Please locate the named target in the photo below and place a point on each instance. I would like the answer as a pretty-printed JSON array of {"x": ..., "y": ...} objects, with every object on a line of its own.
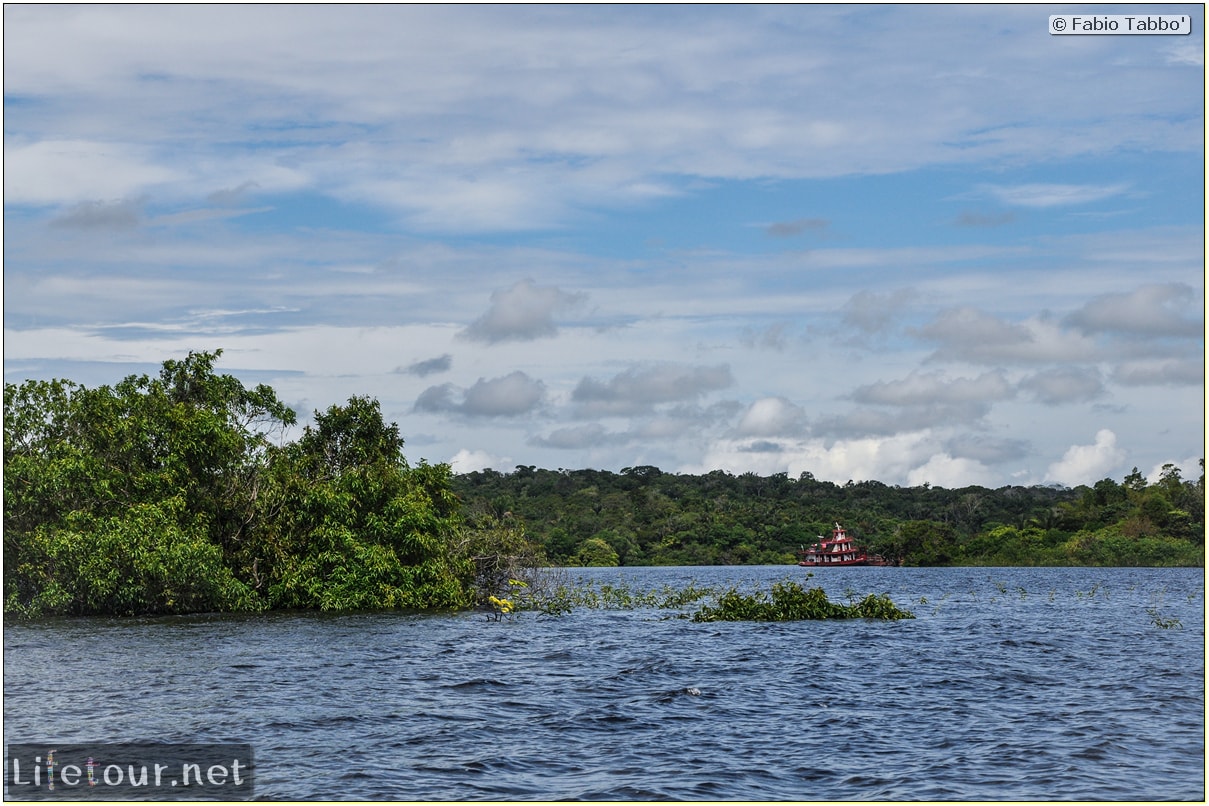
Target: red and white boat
[{"x": 839, "y": 550}]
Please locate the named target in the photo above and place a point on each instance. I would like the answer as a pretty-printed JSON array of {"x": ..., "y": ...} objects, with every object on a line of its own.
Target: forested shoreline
[
  {"x": 179, "y": 493},
  {"x": 646, "y": 516}
]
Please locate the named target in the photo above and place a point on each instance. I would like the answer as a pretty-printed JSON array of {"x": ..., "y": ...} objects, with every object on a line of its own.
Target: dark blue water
[{"x": 1011, "y": 684}]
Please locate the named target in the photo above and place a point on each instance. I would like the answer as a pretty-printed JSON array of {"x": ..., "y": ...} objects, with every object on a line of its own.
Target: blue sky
[{"x": 904, "y": 243}]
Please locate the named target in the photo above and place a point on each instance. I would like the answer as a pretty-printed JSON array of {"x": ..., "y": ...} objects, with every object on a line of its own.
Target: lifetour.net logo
[{"x": 128, "y": 771}]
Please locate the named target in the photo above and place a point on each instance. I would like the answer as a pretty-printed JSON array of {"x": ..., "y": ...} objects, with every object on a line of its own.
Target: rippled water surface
[{"x": 1011, "y": 684}]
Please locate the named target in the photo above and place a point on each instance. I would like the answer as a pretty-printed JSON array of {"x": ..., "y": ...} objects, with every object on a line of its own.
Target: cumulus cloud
[
  {"x": 943, "y": 470},
  {"x": 1161, "y": 372},
  {"x": 1151, "y": 311},
  {"x": 1064, "y": 384},
  {"x": 640, "y": 389},
  {"x": 510, "y": 395},
  {"x": 931, "y": 388},
  {"x": 888, "y": 459},
  {"x": 771, "y": 417},
  {"x": 1052, "y": 195},
  {"x": 871, "y": 312},
  {"x": 521, "y": 313},
  {"x": 574, "y": 438},
  {"x": 970, "y": 335},
  {"x": 123, "y": 214},
  {"x": 985, "y": 450},
  {"x": 869, "y": 422},
  {"x": 796, "y": 227},
  {"x": 1086, "y": 464},
  {"x": 970, "y": 219},
  {"x": 429, "y": 366},
  {"x": 467, "y": 461},
  {"x": 232, "y": 196}
]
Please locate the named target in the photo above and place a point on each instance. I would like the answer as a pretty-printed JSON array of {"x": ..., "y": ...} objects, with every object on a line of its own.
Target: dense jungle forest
[
  {"x": 179, "y": 493},
  {"x": 646, "y": 516}
]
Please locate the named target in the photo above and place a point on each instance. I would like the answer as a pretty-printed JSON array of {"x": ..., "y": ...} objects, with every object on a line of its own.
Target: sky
[{"x": 914, "y": 244}]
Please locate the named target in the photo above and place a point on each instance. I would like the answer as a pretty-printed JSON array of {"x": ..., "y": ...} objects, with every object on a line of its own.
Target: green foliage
[
  {"x": 142, "y": 563},
  {"x": 791, "y": 602},
  {"x": 651, "y": 517},
  {"x": 168, "y": 494}
]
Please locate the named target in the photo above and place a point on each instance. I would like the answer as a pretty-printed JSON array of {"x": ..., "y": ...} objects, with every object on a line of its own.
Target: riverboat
[{"x": 838, "y": 550}]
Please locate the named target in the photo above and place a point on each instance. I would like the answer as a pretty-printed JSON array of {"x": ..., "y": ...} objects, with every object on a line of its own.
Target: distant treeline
[
  {"x": 643, "y": 516},
  {"x": 179, "y": 493}
]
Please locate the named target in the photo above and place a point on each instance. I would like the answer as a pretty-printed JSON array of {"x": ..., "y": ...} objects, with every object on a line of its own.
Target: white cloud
[
  {"x": 1151, "y": 311},
  {"x": 932, "y": 388},
  {"x": 771, "y": 417},
  {"x": 1161, "y": 372},
  {"x": 467, "y": 461},
  {"x": 943, "y": 470},
  {"x": 638, "y": 389},
  {"x": 969, "y": 335},
  {"x": 1086, "y": 464},
  {"x": 522, "y": 312},
  {"x": 74, "y": 172},
  {"x": 1042, "y": 196},
  {"x": 509, "y": 395},
  {"x": 1064, "y": 384}
]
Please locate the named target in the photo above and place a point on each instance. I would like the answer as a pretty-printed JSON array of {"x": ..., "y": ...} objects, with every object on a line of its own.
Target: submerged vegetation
[{"x": 180, "y": 493}]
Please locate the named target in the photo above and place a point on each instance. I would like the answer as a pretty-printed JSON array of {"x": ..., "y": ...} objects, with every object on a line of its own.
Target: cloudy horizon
[{"x": 914, "y": 244}]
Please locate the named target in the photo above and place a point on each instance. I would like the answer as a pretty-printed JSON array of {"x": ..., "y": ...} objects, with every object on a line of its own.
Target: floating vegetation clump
[
  {"x": 791, "y": 602},
  {"x": 788, "y": 602}
]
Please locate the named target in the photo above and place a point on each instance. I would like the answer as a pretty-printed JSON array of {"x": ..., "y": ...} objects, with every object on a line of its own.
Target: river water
[{"x": 1010, "y": 684}]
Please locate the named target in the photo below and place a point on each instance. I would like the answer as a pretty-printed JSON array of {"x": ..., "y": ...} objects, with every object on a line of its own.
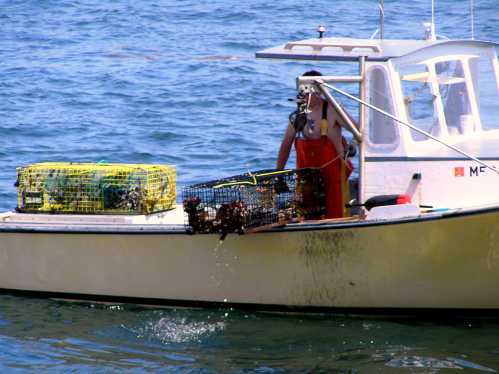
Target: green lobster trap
[
  {"x": 258, "y": 199},
  {"x": 84, "y": 188}
]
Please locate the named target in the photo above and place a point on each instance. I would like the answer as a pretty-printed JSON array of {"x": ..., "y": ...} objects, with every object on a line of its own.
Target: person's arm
[
  {"x": 334, "y": 134},
  {"x": 285, "y": 148},
  {"x": 341, "y": 120}
]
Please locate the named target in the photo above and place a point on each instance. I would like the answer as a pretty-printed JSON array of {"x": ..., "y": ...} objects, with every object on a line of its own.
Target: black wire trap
[{"x": 256, "y": 200}]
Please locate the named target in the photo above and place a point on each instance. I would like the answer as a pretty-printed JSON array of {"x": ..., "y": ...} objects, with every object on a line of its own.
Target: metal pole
[
  {"x": 363, "y": 102},
  {"x": 362, "y": 126},
  {"x": 472, "y": 16},
  {"x": 381, "y": 19}
]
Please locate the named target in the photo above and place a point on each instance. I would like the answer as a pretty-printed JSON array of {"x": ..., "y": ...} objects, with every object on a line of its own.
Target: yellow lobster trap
[{"x": 84, "y": 188}]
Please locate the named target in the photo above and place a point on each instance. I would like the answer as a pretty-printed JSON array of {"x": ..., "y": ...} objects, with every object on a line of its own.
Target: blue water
[{"x": 177, "y": 82}]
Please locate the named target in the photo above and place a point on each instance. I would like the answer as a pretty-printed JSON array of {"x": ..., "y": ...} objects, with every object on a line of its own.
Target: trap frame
[
  {"x": 85, "y": 188},
  {"x": 256, "y": 199}
]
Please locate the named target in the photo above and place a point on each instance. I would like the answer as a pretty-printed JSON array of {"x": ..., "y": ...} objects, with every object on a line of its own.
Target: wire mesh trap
[
  {"x": 81, "y": 188},
  {"x": 253, "y": 200}
]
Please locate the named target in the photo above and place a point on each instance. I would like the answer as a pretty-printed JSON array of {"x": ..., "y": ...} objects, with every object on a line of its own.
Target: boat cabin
[{"x": 428, "y": 115}]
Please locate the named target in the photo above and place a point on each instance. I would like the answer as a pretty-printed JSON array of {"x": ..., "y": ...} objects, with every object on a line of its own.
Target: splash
[{"x": 179, "y": 330}]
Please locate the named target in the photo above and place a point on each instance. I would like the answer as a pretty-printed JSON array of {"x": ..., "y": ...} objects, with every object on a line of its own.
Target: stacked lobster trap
[
  {"x": 84, "y": 188},
  {"x": 254, "y": 200}
]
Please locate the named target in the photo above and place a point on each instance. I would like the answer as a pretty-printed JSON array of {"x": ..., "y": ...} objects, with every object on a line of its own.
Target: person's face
[{"x": 315, "y": 99}]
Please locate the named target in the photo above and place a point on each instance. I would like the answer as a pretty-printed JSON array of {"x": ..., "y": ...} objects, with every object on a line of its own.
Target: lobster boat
[{"x": 424, "y": 236}]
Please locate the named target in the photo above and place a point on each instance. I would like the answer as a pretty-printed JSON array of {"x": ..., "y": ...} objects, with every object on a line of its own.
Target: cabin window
[
  {"x": 487, "y": 90},
  {"x": 418, "y": 100},
  {"x": 455, "y": 98},
  {"x": 382, "y": 129}
]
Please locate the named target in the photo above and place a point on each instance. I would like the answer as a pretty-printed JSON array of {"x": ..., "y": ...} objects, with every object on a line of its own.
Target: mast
[{"x": 381, "y": 19}]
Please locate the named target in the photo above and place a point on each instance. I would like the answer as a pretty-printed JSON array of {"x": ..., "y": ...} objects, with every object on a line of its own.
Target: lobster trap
[
  {"x": 254, "y": 200},
  {"x": 84, "y": 188}
]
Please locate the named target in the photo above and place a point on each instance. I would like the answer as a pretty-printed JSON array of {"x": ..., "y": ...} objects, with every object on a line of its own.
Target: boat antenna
[
  {"x": 472, "y": 14},
  {"x": 381, "y": 19},
  {"x": 430, "y": 32}
]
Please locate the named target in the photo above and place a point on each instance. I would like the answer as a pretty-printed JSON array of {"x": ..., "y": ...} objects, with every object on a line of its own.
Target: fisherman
[{"x": 315, "y": 129}]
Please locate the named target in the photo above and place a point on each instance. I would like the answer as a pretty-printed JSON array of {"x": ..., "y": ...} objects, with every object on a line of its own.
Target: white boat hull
[{"x": 444, "y": 262}]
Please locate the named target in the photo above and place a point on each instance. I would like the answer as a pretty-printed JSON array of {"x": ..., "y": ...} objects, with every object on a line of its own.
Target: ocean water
[{"x": 177, "y": 82}]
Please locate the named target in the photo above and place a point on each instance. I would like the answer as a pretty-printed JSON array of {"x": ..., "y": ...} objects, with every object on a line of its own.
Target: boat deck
[{"x": 171, "y": 217}]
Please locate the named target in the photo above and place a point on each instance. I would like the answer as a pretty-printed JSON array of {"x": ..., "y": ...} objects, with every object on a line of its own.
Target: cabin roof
[{"x": 347, "y": 49}]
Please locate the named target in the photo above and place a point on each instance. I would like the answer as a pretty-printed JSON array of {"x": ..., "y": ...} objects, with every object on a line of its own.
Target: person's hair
[{"x": 311, "y": 73}]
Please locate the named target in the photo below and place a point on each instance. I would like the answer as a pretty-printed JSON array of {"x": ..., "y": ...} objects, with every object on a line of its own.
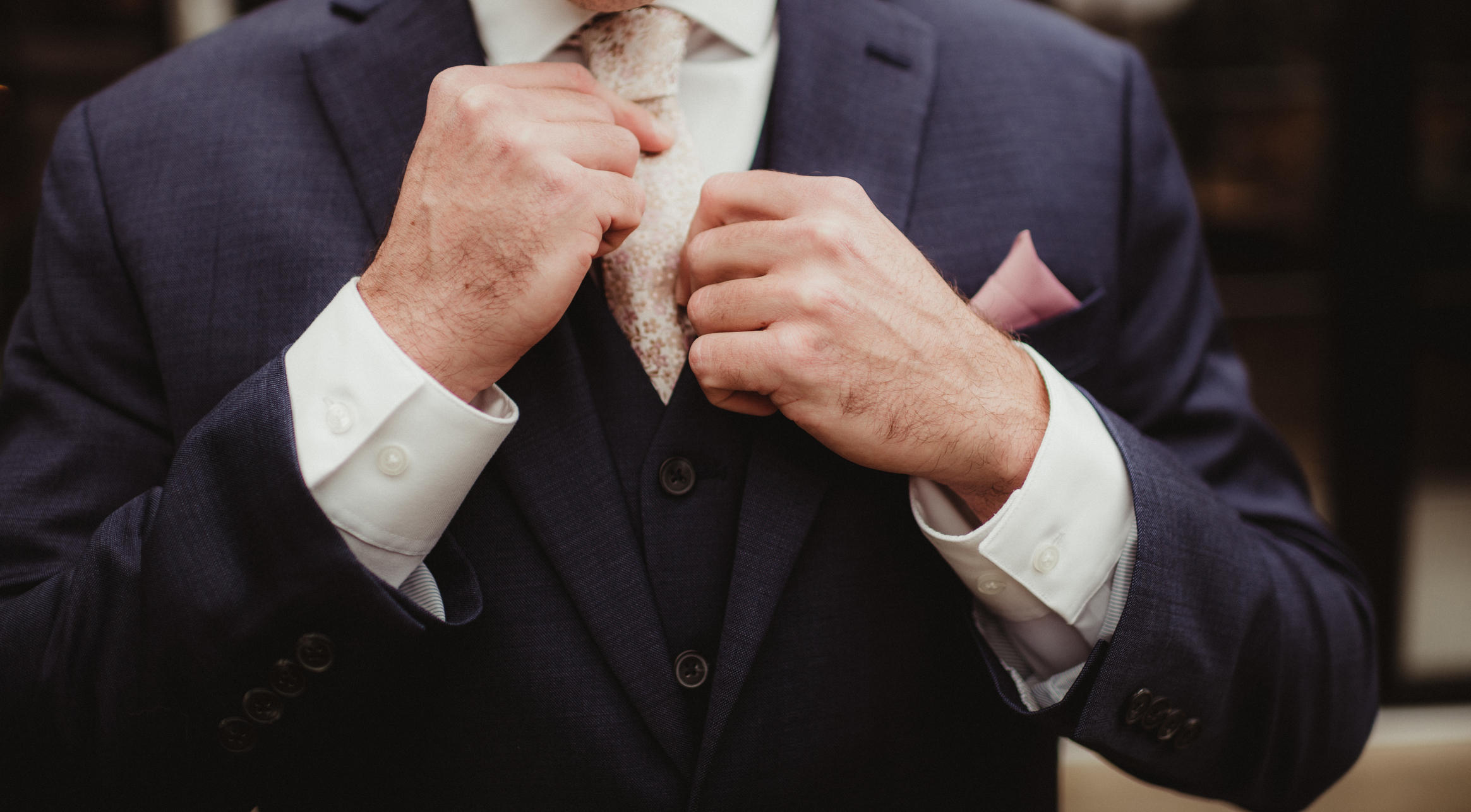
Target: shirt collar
[{"x": 530, "y": 30}]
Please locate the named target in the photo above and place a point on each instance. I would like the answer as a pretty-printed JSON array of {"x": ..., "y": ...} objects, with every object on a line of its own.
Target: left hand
[{"x": 810, "y": 302}]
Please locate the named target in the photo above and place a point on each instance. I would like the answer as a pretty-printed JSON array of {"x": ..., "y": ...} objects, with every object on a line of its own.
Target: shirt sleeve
[
  {"x": 387, "y": 452},
  {"x": 1051, "y": 570}
]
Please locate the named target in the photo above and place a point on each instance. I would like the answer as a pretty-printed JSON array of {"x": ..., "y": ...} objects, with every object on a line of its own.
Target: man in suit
[{"x": 461, "y": 534}]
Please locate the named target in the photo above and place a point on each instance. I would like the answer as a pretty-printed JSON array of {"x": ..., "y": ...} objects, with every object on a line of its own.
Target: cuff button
[
  {"x": 690, "y": 670},
  {"x": 393, "y": 461},
  {"x": 314, "y": 652},
  {"x": 1047, "y": 559},
  {"x": 339, "y": 418},
  {"x": 1136, "y": 707},
  {"x": 262, "y": 707},
  {"x": 237, "y": 736},
  {"x": 1155, "y": 714},
  {"x": 287, "y": 679}
]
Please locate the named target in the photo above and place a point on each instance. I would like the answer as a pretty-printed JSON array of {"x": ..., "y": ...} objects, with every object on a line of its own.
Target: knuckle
[
  {"x": 700, "y": 305},
  {"x": 820, "y": 297},
  {"x": 798, "y": 346},
  {"x": 480, "y": 102},
  {"x": 714, "y": 190},
  {"x": 518, "y": 140},
  {"x": 577, "y": 77},
  {"x": 449, "y": 80},
  {"x": 846, "y": 190},
  {"x": 829, "y": 236},
  {"x": 696, "y": 253},
  {"x": 699, "y": 359}
]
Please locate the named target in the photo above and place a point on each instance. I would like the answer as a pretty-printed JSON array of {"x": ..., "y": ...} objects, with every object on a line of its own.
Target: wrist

☆ ☆ ☆ ☆ ☆ ☆ ☆

## What the task asks:
Report every line of the rows above that contains the string "shirt", matching case exactly.

## Solution to the exercise:
Target: shirt collar
Target: shirt sleeve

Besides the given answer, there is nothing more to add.